# Exercise prompt
Give back all of the data exactly.

************

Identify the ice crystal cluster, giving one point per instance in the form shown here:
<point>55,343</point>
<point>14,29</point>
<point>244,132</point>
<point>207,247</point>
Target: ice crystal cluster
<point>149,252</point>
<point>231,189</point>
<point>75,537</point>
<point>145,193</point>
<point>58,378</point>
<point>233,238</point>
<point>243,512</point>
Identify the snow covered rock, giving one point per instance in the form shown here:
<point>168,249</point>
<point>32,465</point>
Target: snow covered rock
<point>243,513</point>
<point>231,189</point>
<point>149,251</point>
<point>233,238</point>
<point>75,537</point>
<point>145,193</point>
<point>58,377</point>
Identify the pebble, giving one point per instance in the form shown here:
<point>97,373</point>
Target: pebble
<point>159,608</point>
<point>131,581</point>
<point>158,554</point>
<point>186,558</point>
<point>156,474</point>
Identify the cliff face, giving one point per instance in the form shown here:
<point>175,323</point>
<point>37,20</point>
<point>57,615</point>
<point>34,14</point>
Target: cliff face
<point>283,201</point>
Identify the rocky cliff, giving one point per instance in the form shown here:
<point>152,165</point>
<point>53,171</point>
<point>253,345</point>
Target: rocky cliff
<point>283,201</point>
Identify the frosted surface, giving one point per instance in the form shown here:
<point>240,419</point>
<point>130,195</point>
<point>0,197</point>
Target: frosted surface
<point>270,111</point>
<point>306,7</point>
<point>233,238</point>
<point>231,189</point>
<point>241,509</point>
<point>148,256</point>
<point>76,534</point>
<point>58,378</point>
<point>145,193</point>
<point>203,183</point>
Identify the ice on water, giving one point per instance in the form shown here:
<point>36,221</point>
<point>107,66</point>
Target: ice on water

************

# Worked solution
Identify the ice crystal cluster, giving one point per instance in the form shown here:
<point>55,343</point>
<point>14,29</point>
<point>244,132</point>
<point>207,247</point>
Target: ice crystal cluster
<point>149,252</point>
<point>231,189</point>
<point>75,537</point>
<point>145,193</point>
<point>58,378</point>
<point>233,238</point>
<point>243,512</point>
Identify the snow covered rock, giving one point per instance in the form shown here:
<point>168,249</point>
<point>32,465</point>
Target: snow covered rock
<point>243,513</point>
<point>231,189</point>
<point>149,251</point>
<point>233,238</point>
<point>75,537</point>
<point>145,193</point>
<point>58,377</point>
Identify the pebble, giving one point per instance in the form shown here:
<point>97,373</point>
Target: pebble
<point>159,608</point>
<point>131,581</point>
<point>158,554</point>
<point>186,558</point>
<point>156,474</point>
Identify the cliff face, giving one point per instance in the form shown here:
<point>175,323</point>
<point>37,20</point>
<point>57,615</point>
<point>34,14</point>
Target: cliff face
<point>283,201</point>
Identify the rocky cliff, giving one point per instance in the form shown here:
<point>152,165</point>
<point>53,171</point>
<point>253,345</point>
Target: rocky cliff
<point>283,201</point>
Identify the frosted surface, giving one point per instance in the form shown here:
<point>240,419</point>
<point>130,195</point>
<point>0,197</point>
Target: frosted surface
<point>270,111</point>
<point>306,7</point>
<point>233,238</point>
<point>231,189</point>
<point>241,509</point>
<point>148,256</point>
<point>76,534</point>
<point>58,378</point>
<point>145,193</point>
<point>203,183</point>
Identify the ice on water, giving one point per instance in the form shown here:
<point>36,221</point>
<point>107,66</point>
Target: ice on water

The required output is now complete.